— start of Exercise inputs —

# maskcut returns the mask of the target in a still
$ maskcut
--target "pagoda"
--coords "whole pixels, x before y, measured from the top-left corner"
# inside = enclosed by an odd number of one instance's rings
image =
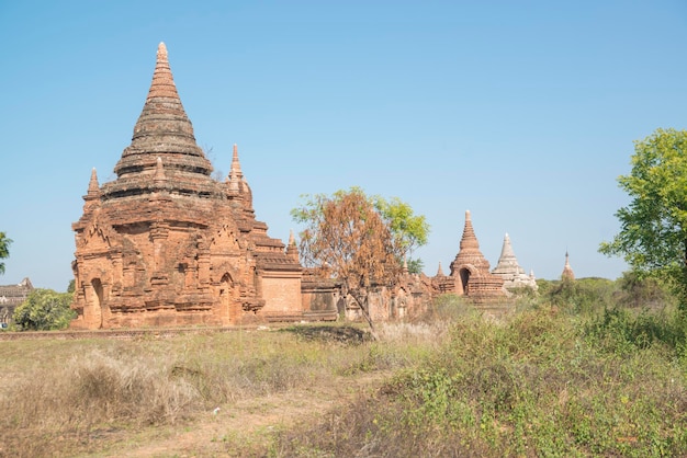
[[[510,244],[510,237],[506,233],[504,237],[504,245],[500,250],[500,256],[496,267],[492,271],[492,274],[497,275],[504,279],[504,288],[518,289],[518,288],[531,288],[537,290],[537,282],[534,275],[525,273],[525,270],[518,264],[518,259],[513,251]]]
[[[460,250],[451,263],[453,291],[459,296],[468,296],[483,300],[505,295],[504,279],[489,272],[489,262],[480,251],[480,242],[472,227],[470,210],[465,211],[465,226],[460,241]]]
[[[302,314],[295,242],[258,221],[234,146],[224,182],[195,142],[160,43],[131,145],[72,225],[75,329],[230,325]]]

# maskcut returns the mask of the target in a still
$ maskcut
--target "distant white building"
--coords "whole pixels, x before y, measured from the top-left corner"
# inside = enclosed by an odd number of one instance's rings
[[[518,260],[510,244],[510,238],[507,233],[506,237],[504,237],[504,247],[500,250],[498,264],[496,264],[492,274],[498,275],[504,279],[504,288],[506,290],[523,287],[532,288],[533,290],[538,289],[534,273],[530,272],[529,275],[526,274],[525,270],[518,264]]]

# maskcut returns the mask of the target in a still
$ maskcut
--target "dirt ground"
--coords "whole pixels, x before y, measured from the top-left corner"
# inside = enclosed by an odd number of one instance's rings
[[[316,421],[338,405],[381,386],[386,373],[323,380],[315,387],[221,407],[192,424],[114,433],[90,457],[238,457],[266,450],[270,437],[299,423]],[[240,445],[240,446],[237,446]],[[93,444],[94,445],[94,444]]]

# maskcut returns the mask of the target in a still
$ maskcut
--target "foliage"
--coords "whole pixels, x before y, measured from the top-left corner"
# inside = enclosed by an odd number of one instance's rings
[[[11,243],[12,243],[12,240],[8,239],[4,232],[0,232],[0,260],[10,257],[10,244]],[[0,262],[0,274],[4,274],[3,262]]]
[[[66,329],[76,318],[76,312],[69,308],[71,299],[70,293],[33,289],[29,293],[26,300],[14,310],[14,325],[24,331]]]
[[[668,278],[687,309],[687,130],[657,129],[635,141],[631,163],[618,179],[631,198],[616,213],[620,232],[599,251]]]
[[[540,294],[547,305],[567,312],[582,313],[609,306],[613,300],[616,288],[615,282],[606,278],[562,278],[550,282]]]
[[[320,327],[307,328],[317,334]],[[149,456],[161,436],[173,442],[177,434],[183,444],[166,443],[164,455],[268,456],[290,417],[320,414],[359,378],[412,364],[424,346],[269,331],[5,341],[0,456]],[[219,434],[212,442],[207,426]]]
[[[424,216],[415,215],[410,205],[398,197],[392,197],[386,201],[376,195],[372,196],[371,201],[374,209],[382,216],[386,227],[388,227],[394,239],[394,247],[399,247],[404,259],[409,256],[416,248],[427,244],[429,225]],[[417,264],[417,262],[419,262],[419,266],[415,265],[413,270],[421,268],[420,260],[408,260],[408,268],[414,263]]]
[[[303,263],[344,280],[372,327],[367,288],[394,283],[405,256],[427,242],[425,217],[397,198],[368,197],[359,187],[303,198],[291,211],[306,225],[300,233]]]
[[[373,204],[360,188],[331,196],[306,197],[292,210],[301,232],[301,256],[307,266],[320,267],[346,279],[350,287],[384,283],[401,270],[401,248]]]
[[[673,302],[669,288],[657,277],[624,272],[616,284],[616,301],[620,307],[657,309]]]

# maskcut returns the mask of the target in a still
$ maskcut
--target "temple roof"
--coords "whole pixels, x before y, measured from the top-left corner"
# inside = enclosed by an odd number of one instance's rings
[[[451,263],[451,276],[458,275],[461,266],[472,266],[473,275],[489,275],[489,262],[480,251],[480,242],[472,227],[470,210],[465,210],[465,226],[460,242],[460,251]]]
[[[575,273],[573,272],[573,267],[570,265],[570,256],[567,255],[567,251],[565,252],[565,265],[563,266],[563,273],[561,274],[562,278],[575,279]]]
[[[525,275],[525,270],[518,264],[513,245],[510,244],[510,237],[506,233],[504,237],[504,245],[500,250],[500,257],[493,271],[494,274],[510,274],[510,275]]]
[[[158,158],[171,193],[212,195],[217,193],[210,178],[212,164],[196,145],[193,126],[187,116],[169,67],[167,47],[160,43],[148,96],[136,125],[132,142],[114,168],[115,182],[103,186],[103,198],[149,194],[159,179]]]

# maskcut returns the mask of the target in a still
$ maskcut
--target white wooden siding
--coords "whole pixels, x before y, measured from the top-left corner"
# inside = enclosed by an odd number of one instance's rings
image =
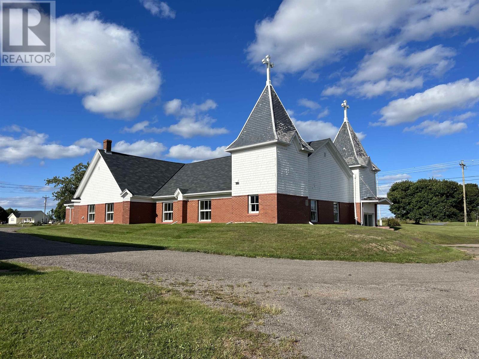
[[[75,204],[122,202],[121,191],[108,166],[100,158],[81,195],[81,201]]]
[[[359,168],[359,188],[361,199],[376,195],[376,176],[375,172],[368,168]]]
[[[298,149],[296,141],[278,146],[278,193],[308,196],[308,154]]]
[[[309,156],[308,163],[309,198],[353,202],[352,179],[344,173],[326,146]]]
[[[232,195],[276,192],[275,145],[234,152],[231,166]]]

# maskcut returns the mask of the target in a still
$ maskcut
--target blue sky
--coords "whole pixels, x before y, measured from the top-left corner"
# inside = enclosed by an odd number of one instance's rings
[[[169,160],[223,155],[267,54],[307,140],[334,137],[346,99],[368,154],[391,171],[380,182],[460,176],[398,170],[479,159],[478,1],[335,2],[57,1],[57,66],[0,67],[0,181],[43,186],[104,138]],[[20,209],[50,192],[1,185],[16,188],[0,188],[0,205]]]

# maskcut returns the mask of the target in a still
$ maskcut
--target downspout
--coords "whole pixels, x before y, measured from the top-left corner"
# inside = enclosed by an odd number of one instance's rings
[[[358,215],[356,210],[356,175],[353,174],[353,200],[354,202],[354,224],[358,224]]]

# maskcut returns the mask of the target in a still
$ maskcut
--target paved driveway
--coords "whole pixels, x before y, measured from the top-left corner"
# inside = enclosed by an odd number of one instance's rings
[[[309,358],[479,357],[479,261],[246,258],[72,245],[1,232],[0,259],[166,285],[188,280],[198,291],[222,289],[275,303],[282,313],[261,328],[294,333]]]

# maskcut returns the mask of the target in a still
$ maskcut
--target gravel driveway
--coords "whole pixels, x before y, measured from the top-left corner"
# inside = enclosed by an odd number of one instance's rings
[[[0,259],[180,289],[187,280],[190,291],[220,289],[274,303],[282,313],[260,329],[292,333],[308,358],[479,357],[479,261],[246,258],[73,245],[7,232],[0,232]]]

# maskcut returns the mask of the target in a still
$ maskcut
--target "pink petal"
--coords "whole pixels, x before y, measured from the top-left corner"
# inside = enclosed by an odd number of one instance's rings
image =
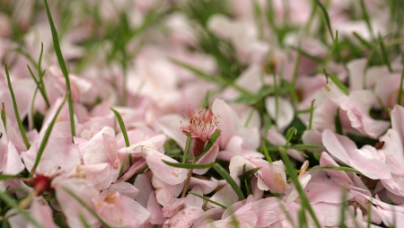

— end of Exercise inputs —

Find each line above that contains the word "white", treating uppercase and lowercase letters as different, and copy every such line.

--target "distant white building"
--target white wooden siding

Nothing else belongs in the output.